OpenAI’s GPT-5.4 Targets Real Work: Build Apps Faster, Automate Tests, and Ship Business-Ready Docs With Agentic AI

6 March, 2026

No Comments

OpenAI has released GPT-5.4, a new flagship model it says is optimized for agentic workflows, combining stronger reasoning and coding with native computer-use capabilities—the ability to operate software via screenshots and mouse/keyboard actions—alongside support for up to 1 million tokens of context for long-horizon tasks.

A model built for “do the work” agents

In its announcement, OpenAI frames GPT-5.4 as its first general-purpose model shipping with state-of-the-art computer use, aimed at developers building agents that can complete real tasks across websites and software systems. The company highlights use cases such as automating workflows across apps, and notes the model can drive computer interactions directly and also write automation code via tools like Playwright.

OpenAI also says GPT-5.4 is more token efficient than GPT-5.2—using fewer tokens to solve problems—positioning it as both faster and cheaper in practice for certain workloads despite higher per-token pricing.

Benchmark claims emphasize professional work, tools, and desktop navigation

OpenAI’s post spotlights gains across a mix of “knowledge work” and agent benchmarks. It reports 83.0% “wins or ties” on GDPval (a professional work eval spanning 44 occupations), compared with 70.9% for GPT-5.2.

For computer-use tasks, OpenAI reports 75.0% success on OSWorld-Verified, up from 47.3% for GPT-5.2, and notes this exceeds 72.4% human performance in the benchmark notes.

Mercor: “Top of the leaderboard” for professional services agent work

OpenAI’s announcement includes early customer validation from Mercor CEO Brendan Foody:

GPT-5.4 is the best model we’ve ever tried. It’s now top of the leaderboard on our APEX-Agents benchmark, which measures model performance for professional services work. It excels at creating long-horizon deliverables such as slide decks, financial models, and legal analysis, delivering top performance while running faster and at a lower cost than competitive frontier models.

## Data extract

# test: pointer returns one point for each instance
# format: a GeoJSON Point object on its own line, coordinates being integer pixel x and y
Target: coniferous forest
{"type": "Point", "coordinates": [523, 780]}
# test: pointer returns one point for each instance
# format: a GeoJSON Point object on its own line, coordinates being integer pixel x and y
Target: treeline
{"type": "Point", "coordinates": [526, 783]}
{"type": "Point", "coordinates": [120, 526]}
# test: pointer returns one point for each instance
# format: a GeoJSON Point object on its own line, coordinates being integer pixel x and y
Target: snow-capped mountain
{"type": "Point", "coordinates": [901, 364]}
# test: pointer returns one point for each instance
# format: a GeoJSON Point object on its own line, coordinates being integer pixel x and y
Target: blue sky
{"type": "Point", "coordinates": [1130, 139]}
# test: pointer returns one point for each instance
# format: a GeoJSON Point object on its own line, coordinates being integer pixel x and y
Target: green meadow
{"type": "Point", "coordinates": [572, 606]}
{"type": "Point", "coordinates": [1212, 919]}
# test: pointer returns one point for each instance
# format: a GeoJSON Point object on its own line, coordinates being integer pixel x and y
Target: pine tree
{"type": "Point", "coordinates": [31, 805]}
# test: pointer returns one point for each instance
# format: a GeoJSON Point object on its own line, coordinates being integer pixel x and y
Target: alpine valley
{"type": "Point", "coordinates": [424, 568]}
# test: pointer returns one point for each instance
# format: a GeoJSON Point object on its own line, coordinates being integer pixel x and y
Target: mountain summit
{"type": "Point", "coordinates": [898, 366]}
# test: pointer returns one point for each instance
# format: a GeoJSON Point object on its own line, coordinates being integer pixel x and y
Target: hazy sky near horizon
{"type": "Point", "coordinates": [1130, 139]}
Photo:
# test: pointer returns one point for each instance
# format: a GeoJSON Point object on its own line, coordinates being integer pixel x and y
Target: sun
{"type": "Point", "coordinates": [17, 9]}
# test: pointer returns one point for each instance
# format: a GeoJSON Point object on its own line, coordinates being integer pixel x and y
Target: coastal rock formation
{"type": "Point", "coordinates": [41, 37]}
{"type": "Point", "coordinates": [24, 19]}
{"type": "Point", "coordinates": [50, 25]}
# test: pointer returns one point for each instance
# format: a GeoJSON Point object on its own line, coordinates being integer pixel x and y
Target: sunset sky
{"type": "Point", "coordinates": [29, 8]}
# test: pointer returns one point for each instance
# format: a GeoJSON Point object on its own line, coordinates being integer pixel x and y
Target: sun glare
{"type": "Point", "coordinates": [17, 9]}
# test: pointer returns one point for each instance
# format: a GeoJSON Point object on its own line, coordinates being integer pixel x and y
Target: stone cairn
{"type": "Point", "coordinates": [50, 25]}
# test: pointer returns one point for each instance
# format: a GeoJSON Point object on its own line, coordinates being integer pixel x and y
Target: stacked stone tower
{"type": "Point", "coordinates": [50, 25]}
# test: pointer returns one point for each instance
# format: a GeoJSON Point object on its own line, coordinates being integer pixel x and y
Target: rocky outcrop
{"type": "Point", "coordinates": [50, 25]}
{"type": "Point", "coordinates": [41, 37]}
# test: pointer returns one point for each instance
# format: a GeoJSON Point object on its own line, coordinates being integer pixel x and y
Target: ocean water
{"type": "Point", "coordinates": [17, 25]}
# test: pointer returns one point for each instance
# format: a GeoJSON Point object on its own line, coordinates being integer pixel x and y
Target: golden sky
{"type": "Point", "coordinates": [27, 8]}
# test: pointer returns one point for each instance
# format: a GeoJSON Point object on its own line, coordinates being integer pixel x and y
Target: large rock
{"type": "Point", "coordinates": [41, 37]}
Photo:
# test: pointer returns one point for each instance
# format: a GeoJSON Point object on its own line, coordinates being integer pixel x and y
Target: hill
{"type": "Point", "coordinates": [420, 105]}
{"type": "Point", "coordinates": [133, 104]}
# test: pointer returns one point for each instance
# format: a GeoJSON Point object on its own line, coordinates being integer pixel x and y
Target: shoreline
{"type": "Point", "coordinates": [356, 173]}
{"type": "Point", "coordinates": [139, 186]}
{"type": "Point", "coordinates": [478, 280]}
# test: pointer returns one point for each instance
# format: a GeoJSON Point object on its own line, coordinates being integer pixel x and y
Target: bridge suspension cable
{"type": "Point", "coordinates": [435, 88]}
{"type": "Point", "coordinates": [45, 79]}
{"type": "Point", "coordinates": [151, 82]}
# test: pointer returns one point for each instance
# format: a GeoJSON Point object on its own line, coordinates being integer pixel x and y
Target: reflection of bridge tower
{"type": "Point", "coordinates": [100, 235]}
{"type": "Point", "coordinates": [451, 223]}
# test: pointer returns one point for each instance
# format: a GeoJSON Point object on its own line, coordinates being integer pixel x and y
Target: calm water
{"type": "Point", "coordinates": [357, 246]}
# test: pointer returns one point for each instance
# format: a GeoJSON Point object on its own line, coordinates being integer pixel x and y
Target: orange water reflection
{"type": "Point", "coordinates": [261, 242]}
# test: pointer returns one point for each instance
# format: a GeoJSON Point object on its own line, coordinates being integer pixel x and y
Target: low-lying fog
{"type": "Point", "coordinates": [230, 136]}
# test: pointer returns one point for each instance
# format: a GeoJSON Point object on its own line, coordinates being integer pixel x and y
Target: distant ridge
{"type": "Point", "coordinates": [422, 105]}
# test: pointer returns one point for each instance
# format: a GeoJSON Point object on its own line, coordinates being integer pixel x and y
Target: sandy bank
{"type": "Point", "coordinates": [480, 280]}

## Activity list
a) Translate this sentence from the GPT-5.4 article into Spanish: "OpenAI also says GPT-5.4 is more token efficient than GPT-5.2—using fewer tokens to solve problems—positioning it as both faster and cheaper in practice for certain workloads despite higher per-token pricing."
b) Reproduce everything in the GPT-5.4 article from "In its announcement, OpenAI" down to "higher per-token pricing.".

## Task-by-task outputs
a) OpenAI también afirma que GPT-5.4 es más eficiente en el uso de tokens que GPT-5.2 (utiliza menos tokens para resolver problemas), lo que lo sitúa como más rápido y más barato en la práctica para ciertas cargas de trabajo, a pesar de su mayor precio por token.

b)
In its announcement, OpenAI frames GPT-5.4 as its first general-purpose model shipping with state-of-the-art computer use, aimed at developers building agents that can complete real tasks across websites and software systems. The company highlights use cases such as automating workflows across apps, and notes the model can drive computer interactions directly and also write automation code via tools like Playwright.

OpenAI also says GPT-5.4 is more token efficient than GPT-5.2—using fewer tokens to solve problems—positioning it as both faster and cheaper in practice for certain workloads despite higher per-token pricing.